* **What the task asks**
Copy the records from the line containing "Record the location of each instance of the white marble" through the end of the records, including both of those lines, and shift every point coordinate by adding 10 to each of its numbers. Leave the pictures out.

Records in a dataset
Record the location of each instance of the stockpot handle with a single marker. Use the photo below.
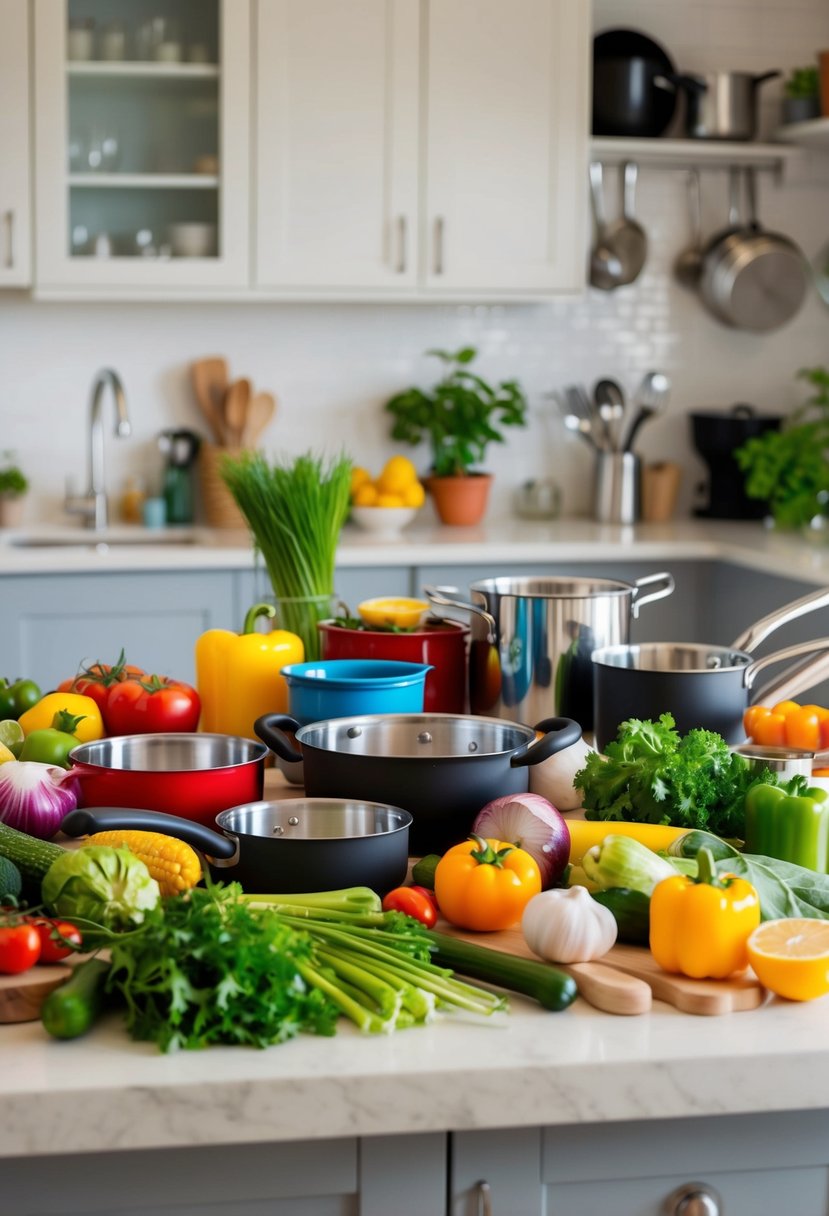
(796, 677)
(666, 587)
(271, 727)
(84, 821)
(444, 597)
(756, 634)
(559, 733)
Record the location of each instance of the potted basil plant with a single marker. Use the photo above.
(458, 417)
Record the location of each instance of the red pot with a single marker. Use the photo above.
(193, 776)
(443, 646)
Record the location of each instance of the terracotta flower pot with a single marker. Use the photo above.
(460, 500)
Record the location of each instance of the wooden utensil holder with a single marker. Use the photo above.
(220, 510)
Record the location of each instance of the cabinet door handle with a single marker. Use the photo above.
(693, 1199)
(439, 245)
(9, 217)
(484, 1197)
(402, 234)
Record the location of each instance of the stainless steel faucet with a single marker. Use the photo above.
(92, 505)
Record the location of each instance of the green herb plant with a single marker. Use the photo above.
(295, 512)
(789, 468)
(460, 416)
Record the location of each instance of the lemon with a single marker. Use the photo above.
(790, 957)
(399, 612)
(398, 474)
(365, 495)
(413, 495)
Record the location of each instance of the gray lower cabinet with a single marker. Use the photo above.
(748, 1165)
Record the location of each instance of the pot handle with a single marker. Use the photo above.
(756, 634)
(559, 733)
(666, 587)
(443, 596)
(796, 677)
(84, 821)
(271, 727)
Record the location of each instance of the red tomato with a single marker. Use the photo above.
(413, 902)
(20, 947)
(146, 707)
(50, 933)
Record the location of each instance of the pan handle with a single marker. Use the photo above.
(84, 821)
(756, 634)
(271, 727)
(664, 590)
(559, 733)
(796, 677)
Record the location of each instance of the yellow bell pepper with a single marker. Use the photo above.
(238, 675)
(700, 927)
(41, 715)
(485, 884)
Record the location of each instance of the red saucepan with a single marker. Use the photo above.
(193, 776)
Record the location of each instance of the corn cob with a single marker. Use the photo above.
(173, 863)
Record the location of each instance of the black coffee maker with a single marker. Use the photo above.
(716, 435)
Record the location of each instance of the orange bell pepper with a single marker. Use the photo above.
(485, 884)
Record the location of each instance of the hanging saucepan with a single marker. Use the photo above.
(703, 686)
(753, 279)
(443, 767)
(309, 844)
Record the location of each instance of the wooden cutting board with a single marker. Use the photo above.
(21, 996)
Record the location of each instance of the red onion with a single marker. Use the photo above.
(35, 797)
(534, 825)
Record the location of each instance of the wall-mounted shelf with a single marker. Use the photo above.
(687, 153)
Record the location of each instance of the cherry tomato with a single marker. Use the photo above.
(145, 707)
(20, 947)
(412, 902)
(54, 936)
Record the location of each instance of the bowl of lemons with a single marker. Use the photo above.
(387, 504)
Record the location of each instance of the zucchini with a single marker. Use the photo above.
(545, 984)
(631, 911)
(32, 856)
(71, 1009)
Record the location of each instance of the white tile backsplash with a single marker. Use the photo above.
(332, 365)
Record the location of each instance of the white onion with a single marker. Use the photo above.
(35, 797)
(534, 825)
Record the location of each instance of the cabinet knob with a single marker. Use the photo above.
(693, 1199)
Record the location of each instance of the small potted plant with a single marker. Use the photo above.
(801, 95)
(460, 417)
(13, 485)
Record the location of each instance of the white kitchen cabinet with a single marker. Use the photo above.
(506, 145)
(337, 130)
(15, 203)
(141, 145)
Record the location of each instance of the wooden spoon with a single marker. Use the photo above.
(261, 409)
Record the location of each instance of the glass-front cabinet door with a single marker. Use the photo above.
(141, 142)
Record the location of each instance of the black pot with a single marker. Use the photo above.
(313, 844)
(633, 84)
(443, 767)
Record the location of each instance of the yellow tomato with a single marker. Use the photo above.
(790, 957)
(40, 716)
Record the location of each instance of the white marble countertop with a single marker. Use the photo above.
(534, 1068)
(507, 540)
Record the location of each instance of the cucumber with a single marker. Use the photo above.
(71, 1009)
(631, 911)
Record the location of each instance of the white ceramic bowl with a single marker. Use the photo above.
(383, 521)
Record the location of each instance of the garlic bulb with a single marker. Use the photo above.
(568, 925)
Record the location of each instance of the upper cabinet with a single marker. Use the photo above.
(422, 148)
(141, 144)
(15, 203)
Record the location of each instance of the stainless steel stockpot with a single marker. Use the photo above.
(533, 640)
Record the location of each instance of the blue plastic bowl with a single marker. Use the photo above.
(349, 687)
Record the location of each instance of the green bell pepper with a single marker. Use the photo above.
(790, 827)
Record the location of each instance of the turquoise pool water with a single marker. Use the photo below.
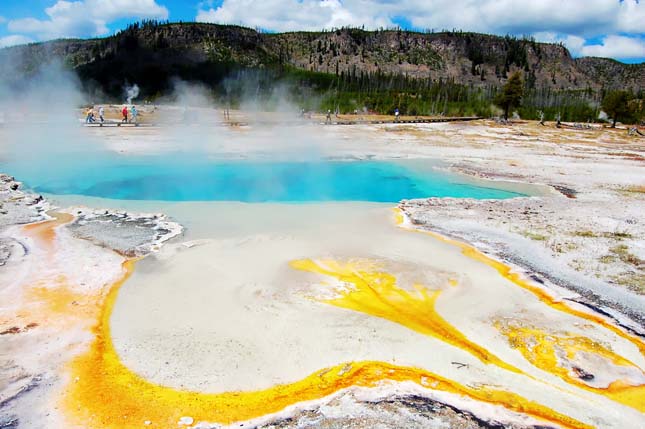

* **Task result**
Record the location of each instance of the white marble countertop with a single marker. Use the photo above.
(544, 1078)
(517, 550)
Record the location of each instance of the cucumber with a single marker. Use the photo above.
(81, 1019)
(641, 921)
Record the location of each instance of the white ceramic bowl with a single marker. Use the photo above.
(393, 531)
Record the location of each instance of the garlic bulb with a single marker. Use the photo above.
(578, 935)
Record the location of each instance of the upper cabinet with a single marker. Use the photo above.
(432, 158)
(151, 154)
(25, 213)
Record the location of each instance of the stainless steel stockpot with a single marker. Use the photo above.
(543, 650)
Record the location of each instance of the blue plastic bowl with a single marker. Use the photo above.
(359, 697)
Record the location of each instance of the green bell pepper with a single marker. Use the photo above.
(800, 837)
Record the location of each instance of the turquoise pool water with a single marker. Use the photo below.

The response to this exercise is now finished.